> _Problem_
Which lines in the rows below contain the string "object"? Pull out every one of them, and treat uppercase and lowercase as different.

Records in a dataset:
+---+
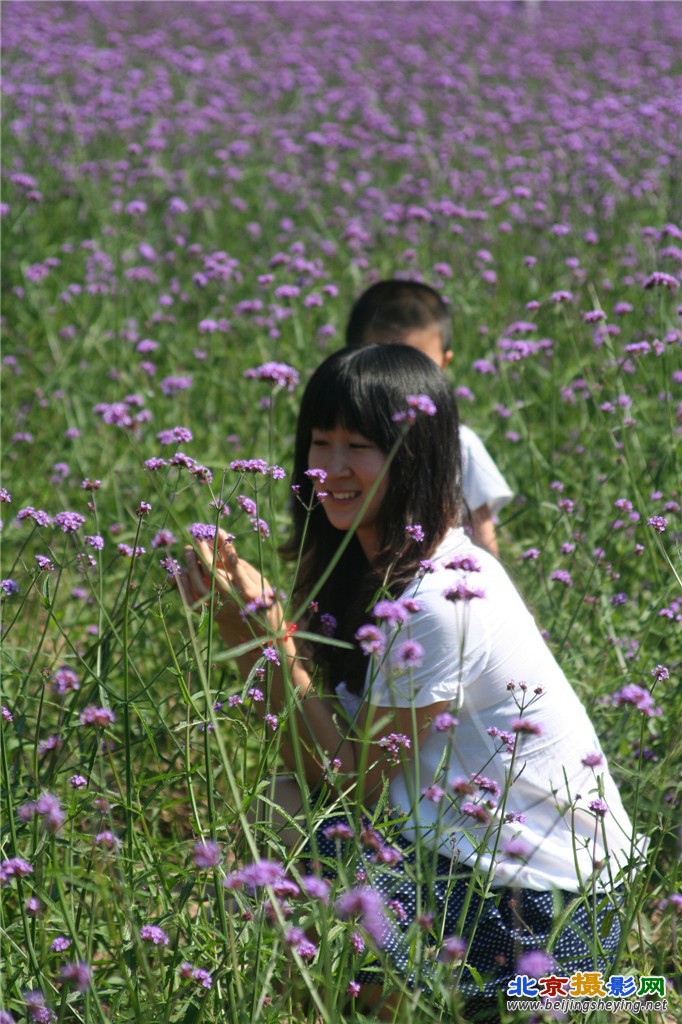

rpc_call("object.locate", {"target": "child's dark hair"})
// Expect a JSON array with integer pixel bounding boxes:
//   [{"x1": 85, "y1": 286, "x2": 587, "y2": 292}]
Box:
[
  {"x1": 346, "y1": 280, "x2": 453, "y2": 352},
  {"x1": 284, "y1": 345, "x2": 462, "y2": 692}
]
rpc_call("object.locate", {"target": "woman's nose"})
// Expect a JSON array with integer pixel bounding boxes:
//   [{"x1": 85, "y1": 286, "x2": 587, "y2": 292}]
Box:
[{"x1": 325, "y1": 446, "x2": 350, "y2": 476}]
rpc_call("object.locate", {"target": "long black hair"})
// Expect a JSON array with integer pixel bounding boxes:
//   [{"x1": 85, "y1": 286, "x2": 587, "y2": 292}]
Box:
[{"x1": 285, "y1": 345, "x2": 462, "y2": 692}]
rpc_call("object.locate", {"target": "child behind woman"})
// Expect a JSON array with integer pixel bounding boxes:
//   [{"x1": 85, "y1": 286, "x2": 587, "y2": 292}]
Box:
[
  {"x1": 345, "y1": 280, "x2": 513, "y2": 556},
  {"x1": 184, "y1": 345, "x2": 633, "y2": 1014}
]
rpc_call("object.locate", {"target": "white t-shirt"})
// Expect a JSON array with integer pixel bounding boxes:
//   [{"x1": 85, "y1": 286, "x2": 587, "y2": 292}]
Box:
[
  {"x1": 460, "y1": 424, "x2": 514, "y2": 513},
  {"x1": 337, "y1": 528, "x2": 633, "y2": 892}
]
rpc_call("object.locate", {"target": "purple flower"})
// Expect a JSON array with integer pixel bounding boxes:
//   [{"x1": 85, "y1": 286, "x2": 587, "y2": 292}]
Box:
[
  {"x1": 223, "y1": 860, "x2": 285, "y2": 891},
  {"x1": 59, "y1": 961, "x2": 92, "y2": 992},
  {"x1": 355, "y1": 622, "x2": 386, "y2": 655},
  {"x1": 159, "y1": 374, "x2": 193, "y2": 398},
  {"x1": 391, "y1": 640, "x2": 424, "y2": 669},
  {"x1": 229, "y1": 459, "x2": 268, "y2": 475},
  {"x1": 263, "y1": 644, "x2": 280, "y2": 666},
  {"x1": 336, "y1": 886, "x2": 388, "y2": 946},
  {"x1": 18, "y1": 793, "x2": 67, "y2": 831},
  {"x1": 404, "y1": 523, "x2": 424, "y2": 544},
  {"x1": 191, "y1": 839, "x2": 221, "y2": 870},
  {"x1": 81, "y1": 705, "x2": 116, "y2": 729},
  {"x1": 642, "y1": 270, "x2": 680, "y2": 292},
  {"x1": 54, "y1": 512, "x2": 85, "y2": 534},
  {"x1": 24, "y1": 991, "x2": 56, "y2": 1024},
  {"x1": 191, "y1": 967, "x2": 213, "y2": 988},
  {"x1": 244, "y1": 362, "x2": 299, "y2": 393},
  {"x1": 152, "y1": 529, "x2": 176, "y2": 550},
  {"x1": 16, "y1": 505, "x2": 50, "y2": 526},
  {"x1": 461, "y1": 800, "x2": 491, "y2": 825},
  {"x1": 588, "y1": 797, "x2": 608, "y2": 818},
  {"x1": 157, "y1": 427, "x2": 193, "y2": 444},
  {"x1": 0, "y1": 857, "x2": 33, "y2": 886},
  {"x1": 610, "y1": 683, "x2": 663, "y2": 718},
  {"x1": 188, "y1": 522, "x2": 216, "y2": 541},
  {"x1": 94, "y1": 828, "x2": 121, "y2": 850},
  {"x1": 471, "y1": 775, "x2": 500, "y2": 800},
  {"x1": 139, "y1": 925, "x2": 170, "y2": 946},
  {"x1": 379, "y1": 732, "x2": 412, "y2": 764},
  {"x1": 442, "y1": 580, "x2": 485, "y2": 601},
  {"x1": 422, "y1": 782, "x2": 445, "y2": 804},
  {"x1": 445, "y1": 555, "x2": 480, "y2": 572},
+---+
> _Answer below_
rpc_call("object.locate", {"target": "child's dark hair"})
rpc_call("object.locate", {"target": "woman's nose"})
rpc_call("object.locate", {"target": "long black hair"})
rpc_call("object.locate", {"target": "child behind woman"})
rpc_call("object.locate", {"target": "white t-shirt"})
rpc_call("object.locate", {"target": "purple flower"})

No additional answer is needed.